WHAT IS BEING ASKED:
In the article on nursing home ownership, rewrite the part starting at "Calls and emails" and ending at "Chapter 11 bankruptcy.", swapping "Chapter 11" for "Chapter 7".

EXCERPTED PASSAGE:
=-=-=-=-=
Stressed business executives

Long-simmering discontent with what some lawmakers and many consumer advocates see as cagey nursing home corporate ownership arrangements erupted again Friday, thanks to the publication of a new media investigation into one of the nation’s largest nursing home providers.

Scores of plaintiffs have unsuccessfully or unsatisfactorily sued Florida-based Consulate Health Care and are accusing the company of questionable tactics designed to minimize or avert large verdicts, the health news outlet STAT reported.

The investigation follows the late July introduction of a bill that would bring “long-overdue transparency into nursing home ownership and financial activity,” according to sponsors US Reps. Jan Schakowsky (D-IL) and Mark Takano (D-CA). Federal regulators have also emphasized the issue this year, with Centers for Medicare & Medicaid Services Administrator Chiquita Brooks-LaSure stressing that transparency of nursing home ownership would be a priority.

In STAT’s piece, plaintiffs claim that skilled nursing facility owners often create tangled and intertwined corporate governance structures that have outwitted bankruptcy courts and thwarted plaintiff claims. They are complaints that have been often heard before, including in 2021 congressional hearings.

The new report follows an exhaustive June 2018 look by a Florida newspaper that aimed to lift the veil on the inner workings of Consulate, the state’s largest and often most controversial nursing home provider. At the crux of the story: how the company — and many other large nursing home operators — allegedly use a network of related businesses to shift assets and boost profits for their owners and investors.

Calls and emails from McKnight’s to Consulate corporate headquarters Friday weren’t returned as of production deadline for this article. With 138 skilled nursing facilities in six states, Consulate was the nation’s sixth-largest skilled nursing home operator as of last year. But it has undergone major restructuring in recent months.

The STAT report focused, in part, on a wrongful death lawsuit against Consulate’s Paloma Blanca Health and Rehabilitation after a 59-year-old woman died while under care there. Paloma Blanca has firmly denied allegations of wrongdoing.

After four years of motions and delays, settlement negotiations suddenly halted in March 2021, when a spun-off Consulate unit that owned Paloma Blanca filed for Chapter 11 bankruptcy.

Plaintiffs in the case told the news outlet that Consulate attorneys leveraged the pending bankruptcy as a bludgeon: either accept a significantly reduced settlement, or risk getting little or nothing from a bankrupt entity. The woman’s family “begrudgingly” took the much smaller offer.

In other cases, lawyers for Consulate affiliates leveraged the threat of bankruptcy in seeking to lower settlements; such actions fit a larger pattern that included spinning off struggling entities and carrying very low liability insurance to dissuade litigation, investigators asserted.

The published report last week told, for example, how Consulate facilities’ insurance allegedly typically covers only $100,000 per negligent incident in Florida — an amount that is whittled down to “little or nothing after legal fees.” Consulate’s insurance also often deducts attorneys’ fees from the payout. Each Florida home carries $300,000 in total liability coverage, according to records seen by STAT investigators.
=-=-=-=-=
INFORMATION GIVEN:
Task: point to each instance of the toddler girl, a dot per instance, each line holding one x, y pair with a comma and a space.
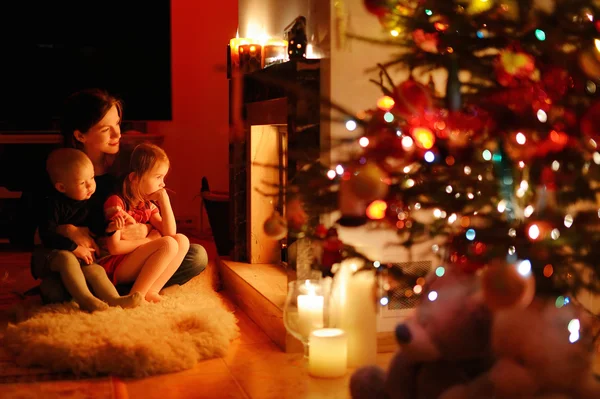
151, 261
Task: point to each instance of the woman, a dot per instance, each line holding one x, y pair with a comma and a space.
91, 123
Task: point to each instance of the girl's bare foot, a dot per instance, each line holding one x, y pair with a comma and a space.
153, 297
127, 301
92, 304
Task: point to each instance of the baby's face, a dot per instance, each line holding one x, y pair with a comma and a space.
80, 183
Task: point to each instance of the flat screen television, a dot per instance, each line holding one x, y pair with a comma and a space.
49, 49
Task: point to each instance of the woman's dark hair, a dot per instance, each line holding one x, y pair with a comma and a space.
84, 109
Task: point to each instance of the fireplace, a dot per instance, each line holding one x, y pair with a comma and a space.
273, 112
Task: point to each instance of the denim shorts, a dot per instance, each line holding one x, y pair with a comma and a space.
41, 258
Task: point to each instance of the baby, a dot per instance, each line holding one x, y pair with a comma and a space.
72, 175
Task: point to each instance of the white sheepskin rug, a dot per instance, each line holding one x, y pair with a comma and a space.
189, 325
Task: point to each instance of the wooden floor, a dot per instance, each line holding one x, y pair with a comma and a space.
254, 367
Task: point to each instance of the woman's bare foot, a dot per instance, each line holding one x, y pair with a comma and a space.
92, 304
127, 301
153, 297
170, 289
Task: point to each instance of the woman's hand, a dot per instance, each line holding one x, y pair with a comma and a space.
154, 234
79, 235
85, 254
136, 231
117, 223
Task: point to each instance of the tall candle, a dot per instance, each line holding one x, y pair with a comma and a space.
360, 319
355, 312
310, 313
327, 353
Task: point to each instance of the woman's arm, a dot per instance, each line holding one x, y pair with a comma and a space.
118, 246
79, 235
165, 220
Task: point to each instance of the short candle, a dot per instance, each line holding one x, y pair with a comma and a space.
327, 353
310, 313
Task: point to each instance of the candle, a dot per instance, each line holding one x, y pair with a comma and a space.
327, 353
354, 311
274, 51
360, 319
250, 57
310, 313
234, 45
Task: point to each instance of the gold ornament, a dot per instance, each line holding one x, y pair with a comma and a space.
368, 183
508, 285
275, 226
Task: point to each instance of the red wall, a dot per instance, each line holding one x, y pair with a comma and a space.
197, 137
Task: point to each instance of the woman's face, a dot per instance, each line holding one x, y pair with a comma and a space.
104, 136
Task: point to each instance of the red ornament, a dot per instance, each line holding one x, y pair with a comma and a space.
321, 231
426, 41
556, 81
513, 65
377, 7
468, 256
548, 179
332, 251
412, 99
590, 122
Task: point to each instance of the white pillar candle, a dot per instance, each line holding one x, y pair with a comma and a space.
359, 319
327, 353
310, 313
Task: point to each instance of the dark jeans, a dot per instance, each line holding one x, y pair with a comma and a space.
52, 289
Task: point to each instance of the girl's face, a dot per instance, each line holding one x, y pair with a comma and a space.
104, 136
154, 180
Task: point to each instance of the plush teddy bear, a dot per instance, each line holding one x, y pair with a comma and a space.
445, 343
542, 352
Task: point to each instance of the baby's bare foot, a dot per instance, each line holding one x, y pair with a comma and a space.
=-=-=-=-=
RESPONSE TO THIS EXERCISE:
Calls and emails from McKnight’s to Consulate corporate headquarters Friday weren’t returned as of production deadline for this article. With 138 skilled nursing facilities in six states, Consulate was the nation’s sixth-largest skilled nursing home operator as of last year. But it has undergone major restructuring in recent months.

The STAT report focused, in part, on a wrongful death lawsuit against Consulate’s Paloma Blanca Health and Rehabilitation after a 59-year-old woman died while under care there. Paloma Blanca has firmly denied allegations of wrongdoing.

After four years of motions and delays, settlement negotiations suddenly halted in March 2021, when a spun-off Consulate unit that owned Paloma Blanca filed for Chapter 7 bankruptcy.